Short exercise 1:
Quote the entries below verbatim, line for line.

Source extract:
You guys are way too nanny state for me to get your panties all in a bunch over a gallon of oil. Glad I live where I do. You would be appalled to know I used 3 gallons last week to start a huge pile of green wood on fire. Not to mention the fact the cat is missing on one car.


Are you sure you don't want to post your address? Maybe someone can figure it out from the GPS info in the picture. Then we can have the EPA stop by and see if your driveway will qualify as a superfund site!
 
Originally Posted By: Wolf359
Originally Posted By: SHOZ
No thanks.... I did some work on my car yesterday. It had an oil leak. Plenty of oil on the drive and coolant too. I used some oil dry but my usual procedure is to just let the oil dry stay there and it disappears.

You guys are way too nanny state for me to get your panties all in a bunch over a gallon of oil. Glad I live where I do. You would be appalled to know I used 3 gallons last week to start a huge pile of green wood on fire. Not to mention the fact the cat is missing on one car.


Are you sure you don't want to post your address? Maybe someone can figure it out from the GPS info in the picture. Then we can have the EPA stop by and see if your driveway will qualify as a superfund site!

Listing:
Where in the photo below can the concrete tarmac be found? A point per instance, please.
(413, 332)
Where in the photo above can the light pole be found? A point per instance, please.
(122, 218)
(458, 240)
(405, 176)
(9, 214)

Short exercise 2:
Print everything in the forum post above from "Originally Posted By: Wolf359" down to "and it disappears.", word for word.

Correct response 1:
Where in the photo below can the concrete tarmac be found? A point per instance, please.
(413, 332)
Where in the photo above can the light pole be found? A point per instance, please.
(122, 218)
(458, 240)
(405, 176)
(9, 214)

Correct response 2:
Originally Posted By: Wolf359
Originally Posted By: SHOZ
No thanks.... I did some work on my car yesterday. It had an oil leak. Plenty of oil on the drive and coolant too. I used some oil dry but my usual procedure is to just let the oil dry stay there and it disappears.